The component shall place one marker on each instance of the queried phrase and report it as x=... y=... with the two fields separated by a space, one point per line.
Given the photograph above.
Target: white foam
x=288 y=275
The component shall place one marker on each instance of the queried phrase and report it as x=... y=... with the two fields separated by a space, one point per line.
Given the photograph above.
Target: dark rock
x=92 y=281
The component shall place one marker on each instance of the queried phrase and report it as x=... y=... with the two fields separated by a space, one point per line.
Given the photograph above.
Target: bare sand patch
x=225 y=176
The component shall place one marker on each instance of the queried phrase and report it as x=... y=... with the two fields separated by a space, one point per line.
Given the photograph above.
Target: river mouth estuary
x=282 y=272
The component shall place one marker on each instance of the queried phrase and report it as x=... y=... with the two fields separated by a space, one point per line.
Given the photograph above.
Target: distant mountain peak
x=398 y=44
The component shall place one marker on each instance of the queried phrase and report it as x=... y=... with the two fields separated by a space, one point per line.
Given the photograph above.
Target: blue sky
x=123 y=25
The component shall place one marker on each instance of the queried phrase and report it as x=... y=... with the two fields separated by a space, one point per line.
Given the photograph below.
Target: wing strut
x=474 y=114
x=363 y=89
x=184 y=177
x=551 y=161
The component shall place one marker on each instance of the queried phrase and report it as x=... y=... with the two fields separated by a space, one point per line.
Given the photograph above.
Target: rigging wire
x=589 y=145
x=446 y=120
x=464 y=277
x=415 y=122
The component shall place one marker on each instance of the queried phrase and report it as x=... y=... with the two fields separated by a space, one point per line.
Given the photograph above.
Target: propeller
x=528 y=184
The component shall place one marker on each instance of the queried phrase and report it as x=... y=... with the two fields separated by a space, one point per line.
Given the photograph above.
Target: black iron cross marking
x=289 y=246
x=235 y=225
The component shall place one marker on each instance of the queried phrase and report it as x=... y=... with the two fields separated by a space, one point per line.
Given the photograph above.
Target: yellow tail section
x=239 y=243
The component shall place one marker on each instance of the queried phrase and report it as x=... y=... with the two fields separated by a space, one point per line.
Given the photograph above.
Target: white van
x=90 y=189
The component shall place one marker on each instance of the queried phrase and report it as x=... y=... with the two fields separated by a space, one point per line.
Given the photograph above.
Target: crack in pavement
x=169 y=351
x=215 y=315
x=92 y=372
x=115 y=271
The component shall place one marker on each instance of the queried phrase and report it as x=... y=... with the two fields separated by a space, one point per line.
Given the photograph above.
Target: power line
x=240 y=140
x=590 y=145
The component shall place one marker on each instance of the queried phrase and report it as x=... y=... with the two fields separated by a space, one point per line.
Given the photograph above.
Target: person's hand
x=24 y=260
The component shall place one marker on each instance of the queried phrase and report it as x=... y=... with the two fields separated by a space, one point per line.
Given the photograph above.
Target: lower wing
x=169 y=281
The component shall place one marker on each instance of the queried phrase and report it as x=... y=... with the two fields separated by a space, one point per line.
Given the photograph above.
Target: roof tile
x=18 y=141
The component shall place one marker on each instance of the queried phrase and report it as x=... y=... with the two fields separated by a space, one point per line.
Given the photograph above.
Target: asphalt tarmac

-.-.-

Every line above must be reproduced exactly as it stands.

The component shall place one marker on each instance of the queried phrase and report it as x=... y=... with the two fields separated by a space, one point per line.
Given the photograph above.
Target: white foam
x=288 y=275
The component shall place one marker on each instance of the queried phrase and report it as x=... y=... with the two fields separated by a space, one point per line.
Given the photograph above.
Target: dark rock
x=92 y=281
The component shall place one marker on each instance of the queried phrase and report it as x=... y=... with the two fields separated by a space, one point per line.
Given the photograph above.
Target: bare sand patch
x=225 y=176
The component shall place one marker on each instance of the queried phrase and report it as x=... y=... with the two fields separated by a space, one point per line.
Given the photograph above.
Target: river mouth estuary
x=282 y=272
The component shall place one marker on each instance of the queried phrase and report it as x=... y=... with the two fields separated by a space, one point per line.
Given the photograph above.
Target: distant mountain peak
x=398 y=44
The component shall place one marker on each instance of the queried phrase and report it as x=... y=... with the two fields separated by a space, one point per line.
Given the photograph above.
Target: blue sky
x=123 y=25
The component shall place one marker on each instance of the queried phrase and report it as x=... y=... with the two fields separated by a space, one point per line.
Given the photograph below.
Target: wing strut
x=474 y=114
x=363 y=89
x=184 y=177
x=551 y=161
The component shall place one marker on each instance of the queried phrase and report it as x=... y=... with the two fields separated by a space, one point per line.
Given the photograph above.
Target: rigging wire
x=589 y=145
x=446 y=120
x=464 y=277
x=415 y=122
The component shall place one marker on each instance of the queried phrase and report it as x=... y=... with the two fields separated by a space, one point per line.
Given the photograph above.
Target: propeller
x=528 y=184
The component shall place one marker on each instance of the queried phrase and report it as x=... y=... with the two fields separated by a space, one point per line.
Given the photograph above.
Target: black iron cross marking
x=289 y=246
x=235 y=225
The component shall place one marker on each instance of the queried phrase and report it as x=... y=... with the two fields separated by a space, one point per line.
Given the photograph above.
Target: yellow tail section
x=239 y=243
The component shall place one marker on each instance of the queried phrase and report it as x=... y=... with the two fields separated by a space, one point per line.
Given the photograph above.
Target: white van
x=90 y=189
The component shall place one marker on each instance of the queried phrase and report it as x=... y=... with the two fields separated by a space, one point per line.
Given the photograph above.
Target: crack in pavement
x=169 y=351
x=215 y=315
x=92 y=372
x=115 y=271
The component shall place one marker on each instance of the queried phrase and report it as x=... y=... with the two fields separated by a space, one point per line.
Given the photograph above.
Target: power line
x=240 y=140
x=590 y=145
The component shall place one marker on each instance of the queried phrase and report it as x=... y=... with the two fields separated by a space, one point per line.
Given the photograph above.
Target: person's hand
x=24 y=260
The component shall place one marker on each instance of the queried phrase and report it as x=... y=... with the two fields separated by a space, one point per line.
Given the photograph above.
Target: lower wing
x=169 y=281
The component shall place one marker on each instance of the queried phrase and report it as x=... y=... with the two fields separated by a space, one point per line.
Given the photograph above.
Target: roof tile
x=18 y=141
The component shall place one marker on each instance of the queried phrase and report it as x=... y=... with the two fields separated by a space, one point per line.
Given the photograph above.
Target: asphalt tarmac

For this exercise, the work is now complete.